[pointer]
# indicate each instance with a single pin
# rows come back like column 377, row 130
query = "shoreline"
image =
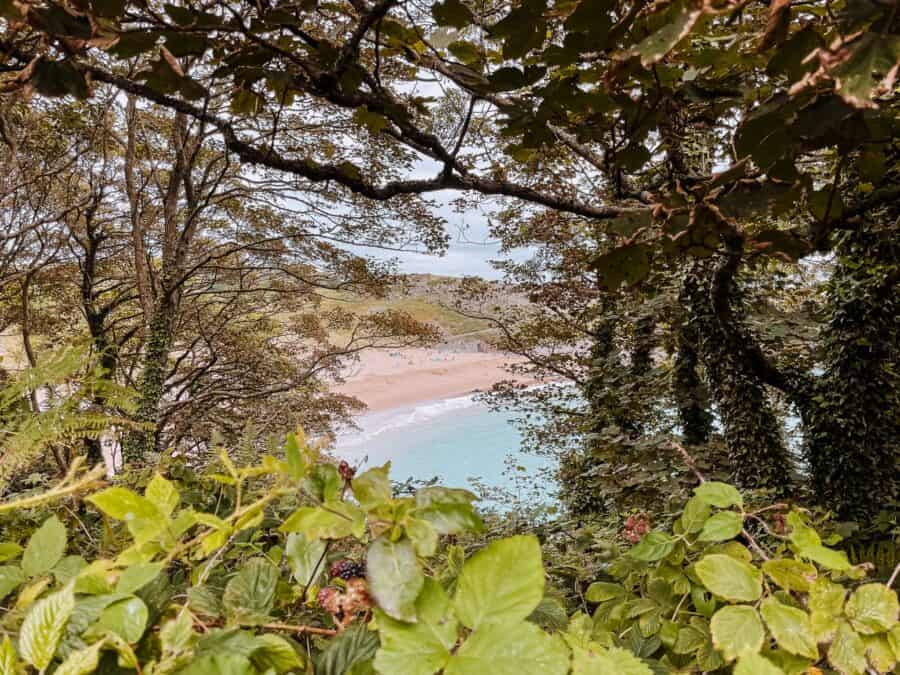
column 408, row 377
------------------------
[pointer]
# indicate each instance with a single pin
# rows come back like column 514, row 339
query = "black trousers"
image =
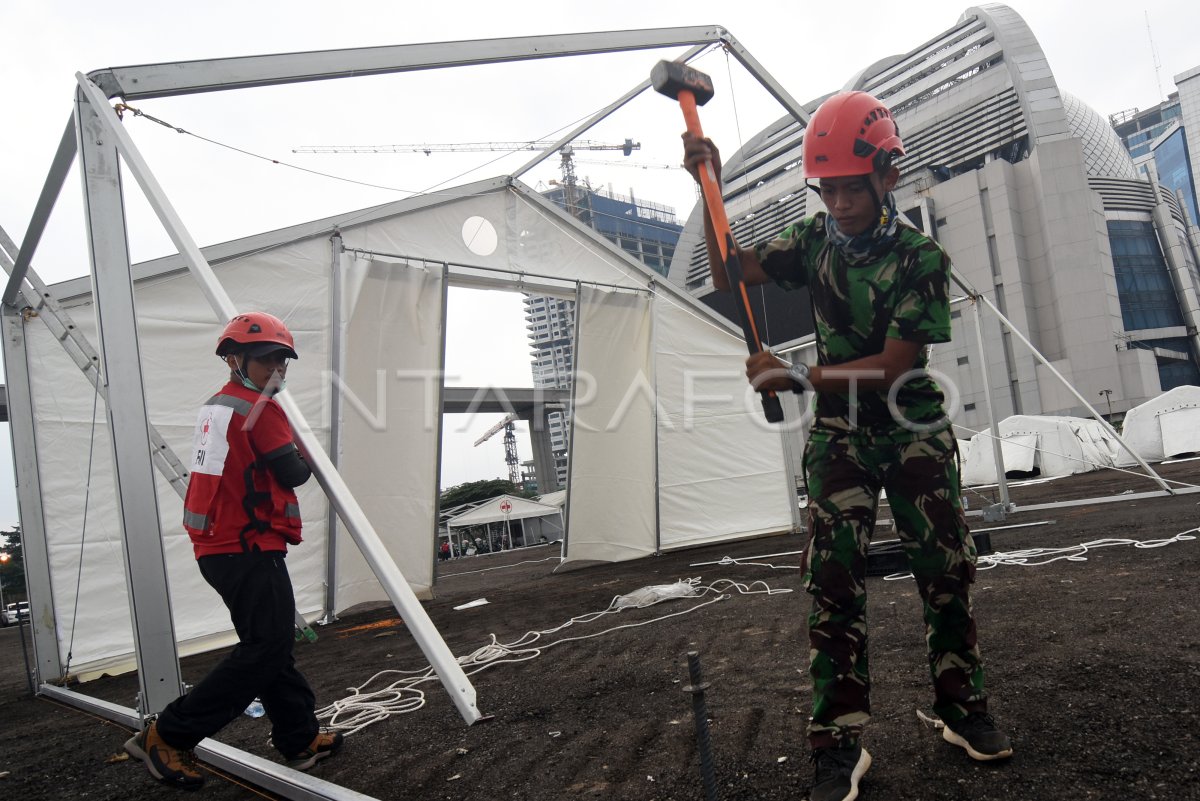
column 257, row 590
------------------------
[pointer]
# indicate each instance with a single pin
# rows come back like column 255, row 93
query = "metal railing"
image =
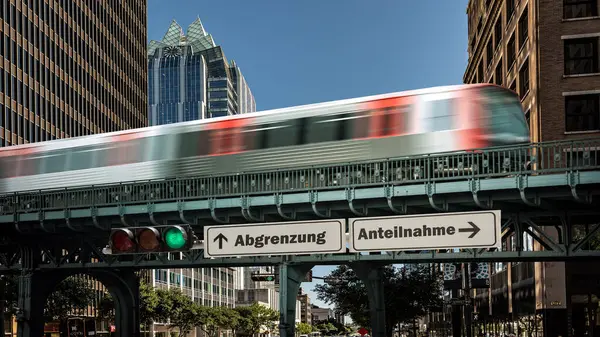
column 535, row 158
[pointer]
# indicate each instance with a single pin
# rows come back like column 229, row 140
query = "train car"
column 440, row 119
------------------------
Which lines in the rows above contain the word "come"? Copy each of them.

** Answer to this task **
# rows come back like column 377, row 130
# rows come back like column 514, row 339
# rows come back like column 255, row 93
# rows come back like column 229, row 140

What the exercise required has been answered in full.